===== Exercise data =====
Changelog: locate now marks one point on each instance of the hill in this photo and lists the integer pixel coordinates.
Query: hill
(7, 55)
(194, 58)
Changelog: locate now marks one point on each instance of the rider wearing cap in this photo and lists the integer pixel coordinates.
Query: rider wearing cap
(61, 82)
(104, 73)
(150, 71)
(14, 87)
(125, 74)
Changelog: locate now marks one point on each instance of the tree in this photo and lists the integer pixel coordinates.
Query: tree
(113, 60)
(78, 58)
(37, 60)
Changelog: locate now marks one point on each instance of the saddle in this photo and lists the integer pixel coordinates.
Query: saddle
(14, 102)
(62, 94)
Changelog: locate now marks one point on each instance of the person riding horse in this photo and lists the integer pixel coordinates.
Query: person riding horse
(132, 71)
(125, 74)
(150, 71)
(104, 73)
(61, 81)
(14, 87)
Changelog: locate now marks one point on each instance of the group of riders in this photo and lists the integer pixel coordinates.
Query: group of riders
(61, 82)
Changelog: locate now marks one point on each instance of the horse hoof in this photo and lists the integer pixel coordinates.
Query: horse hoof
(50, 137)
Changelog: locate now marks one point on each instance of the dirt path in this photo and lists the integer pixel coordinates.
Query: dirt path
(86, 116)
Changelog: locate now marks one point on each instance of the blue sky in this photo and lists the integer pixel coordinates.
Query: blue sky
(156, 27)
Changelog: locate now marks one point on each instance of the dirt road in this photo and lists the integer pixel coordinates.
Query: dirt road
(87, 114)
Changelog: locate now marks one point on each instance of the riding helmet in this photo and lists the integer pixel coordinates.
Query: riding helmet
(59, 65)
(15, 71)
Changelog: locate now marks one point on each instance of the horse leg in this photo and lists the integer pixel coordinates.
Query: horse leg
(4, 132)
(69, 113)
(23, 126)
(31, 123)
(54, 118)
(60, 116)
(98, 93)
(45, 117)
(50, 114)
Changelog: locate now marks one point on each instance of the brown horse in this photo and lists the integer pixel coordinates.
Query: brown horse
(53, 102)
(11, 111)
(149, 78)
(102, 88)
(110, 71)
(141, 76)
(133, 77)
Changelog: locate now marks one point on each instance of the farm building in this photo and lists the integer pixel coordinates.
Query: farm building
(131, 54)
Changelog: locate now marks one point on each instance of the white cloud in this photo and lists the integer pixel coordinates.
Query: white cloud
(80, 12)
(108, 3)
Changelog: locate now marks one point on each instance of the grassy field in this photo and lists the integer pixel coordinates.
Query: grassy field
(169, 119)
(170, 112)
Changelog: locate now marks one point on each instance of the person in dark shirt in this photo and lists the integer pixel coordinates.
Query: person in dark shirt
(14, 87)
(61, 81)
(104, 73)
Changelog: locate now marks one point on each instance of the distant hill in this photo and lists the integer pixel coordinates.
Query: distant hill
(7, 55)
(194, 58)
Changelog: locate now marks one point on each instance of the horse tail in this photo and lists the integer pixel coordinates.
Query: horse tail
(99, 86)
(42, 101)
=====
=== Task directions ===
Write out only those lines of the entries that lie between the line containing "Query: person in dark shirt" and the last line, inclusive, reproducing them exactly.

=== Written solution ===
Query: person in dark shirt
(14, 87)
(61, 81)
(104, 73)
Changelog: locate now marks one point on each instance of the distant hill in this photo and lists the integer pixel coordinates.
Query: distant hill
(7, 55)
(194, 58)
Changelog: locate now marks one point on each instance of the horse tail in this photo and lists the integer pixel coordinates.
Query: horse tail
(99, 86)
(42, 101)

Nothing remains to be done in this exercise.